WHAT IS REQUIRED :: Reproduce the following records verbatim, line for line, with no changes.

____________________

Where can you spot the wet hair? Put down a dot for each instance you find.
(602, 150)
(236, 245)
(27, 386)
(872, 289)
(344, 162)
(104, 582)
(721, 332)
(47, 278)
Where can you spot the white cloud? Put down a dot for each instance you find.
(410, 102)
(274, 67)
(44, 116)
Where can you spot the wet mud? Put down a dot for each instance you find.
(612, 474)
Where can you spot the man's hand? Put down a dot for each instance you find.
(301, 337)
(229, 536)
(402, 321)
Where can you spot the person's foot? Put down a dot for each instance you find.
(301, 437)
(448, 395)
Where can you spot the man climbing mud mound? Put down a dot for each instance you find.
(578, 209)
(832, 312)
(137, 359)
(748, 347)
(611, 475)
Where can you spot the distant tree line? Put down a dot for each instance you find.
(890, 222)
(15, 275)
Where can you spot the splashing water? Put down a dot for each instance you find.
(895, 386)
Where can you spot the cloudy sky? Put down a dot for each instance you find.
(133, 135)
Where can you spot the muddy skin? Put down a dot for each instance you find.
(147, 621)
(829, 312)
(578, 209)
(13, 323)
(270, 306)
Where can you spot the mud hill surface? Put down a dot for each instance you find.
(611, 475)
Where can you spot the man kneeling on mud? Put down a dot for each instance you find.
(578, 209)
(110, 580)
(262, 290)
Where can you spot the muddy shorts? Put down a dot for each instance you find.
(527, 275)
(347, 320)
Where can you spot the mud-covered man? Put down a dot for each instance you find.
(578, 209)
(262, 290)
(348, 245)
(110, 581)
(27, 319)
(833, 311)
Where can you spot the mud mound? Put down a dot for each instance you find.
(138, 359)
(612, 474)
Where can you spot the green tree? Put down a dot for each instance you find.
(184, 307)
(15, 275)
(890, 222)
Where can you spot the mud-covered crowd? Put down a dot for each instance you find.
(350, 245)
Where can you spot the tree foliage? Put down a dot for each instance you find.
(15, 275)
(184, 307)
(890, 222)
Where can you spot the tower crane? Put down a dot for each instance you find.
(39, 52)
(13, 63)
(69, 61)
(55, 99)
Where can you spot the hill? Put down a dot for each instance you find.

____________________

THE RESPONSE ::
Where can you spot the wet hair? Put down a dot for each instance you find.
(602, 150)
(236, 245)
(27, 386)
(872, 289)
(344, 162)
(104, 582)
(721, 332)
(47, 278)
Where can you spot the white cloud? Put down a dot for each instance you find.
(410, 102)
(274, 67)
(44, 116)
Where can you spot the wet mud? Put down a dot for each instance you find.
(612, 474)
Where can you spot the man's hand? Put down a dot for each instance you find.
(301, 337)
(229, 536)
(402, 321)
Where can you spot the person's foot? Put down a dot for each instance you find.
(301, 437)
(448, 395)
Where can you spot the man climbing mud mound? Put down a dot for each instance you find.
(578, 209)
(832, 312)
(137, 359)
(748, 347)
(611, 475)
Where can you spot the distant tree line? Put down a dot for each instance you find.
(890, 222)
(15, 275)
Where can you spot the splashing water? Put down a dot for each instance you find.
(895, 386)
Where can you spot the cloudy sky? Put down a dot for each instance you find.
(133, 135)
Where can you spot the muddy skin? Put down a dot for each instance you find.
(147, 621)
(829, 312)
(578, 209)
(13, 323)
(270, 306)
Where can you spot the mud hill surface? Put down a dot for each instance you find.
(611, 475)
Where can you spot the man kneeling on mud? Put down a dot for each instance you find.
(578, 209)
(110, 580)
(262, 290)
Where can you spot the muddy shorts? Put down a dot for each instance you find.
(527, 275)
(347, 320)
Where can you spot the mud-covered man? Put down a dot for each instance you find.
(578, 209)
(262, 290)
(348, 245)
(110, 581)
(27, 319)
(833, 311)
Where can you spot the mud mound? Put down a dot for each instance you find.
(138, 359)
(612, 474)
Where can you spot the green tree? Put down a dot for each instance you find.
(184, 307)
(15, 275)
(890, 222)
Where can you spot the mud-covered crowd? Put down a dot for each instance you find.
(350, 245)
Where can you spot the tree foliage? Put down a dot for each instance you find.
(15, 275)
(184, 307)
(890, 222)
Where can you spot the tower crane? Put down a dot for each instance you find.
(39, 52)
(13, 63)
(69, 61)
(55, 99)
Where can you spot the hill? Put down a dot for each instance you find.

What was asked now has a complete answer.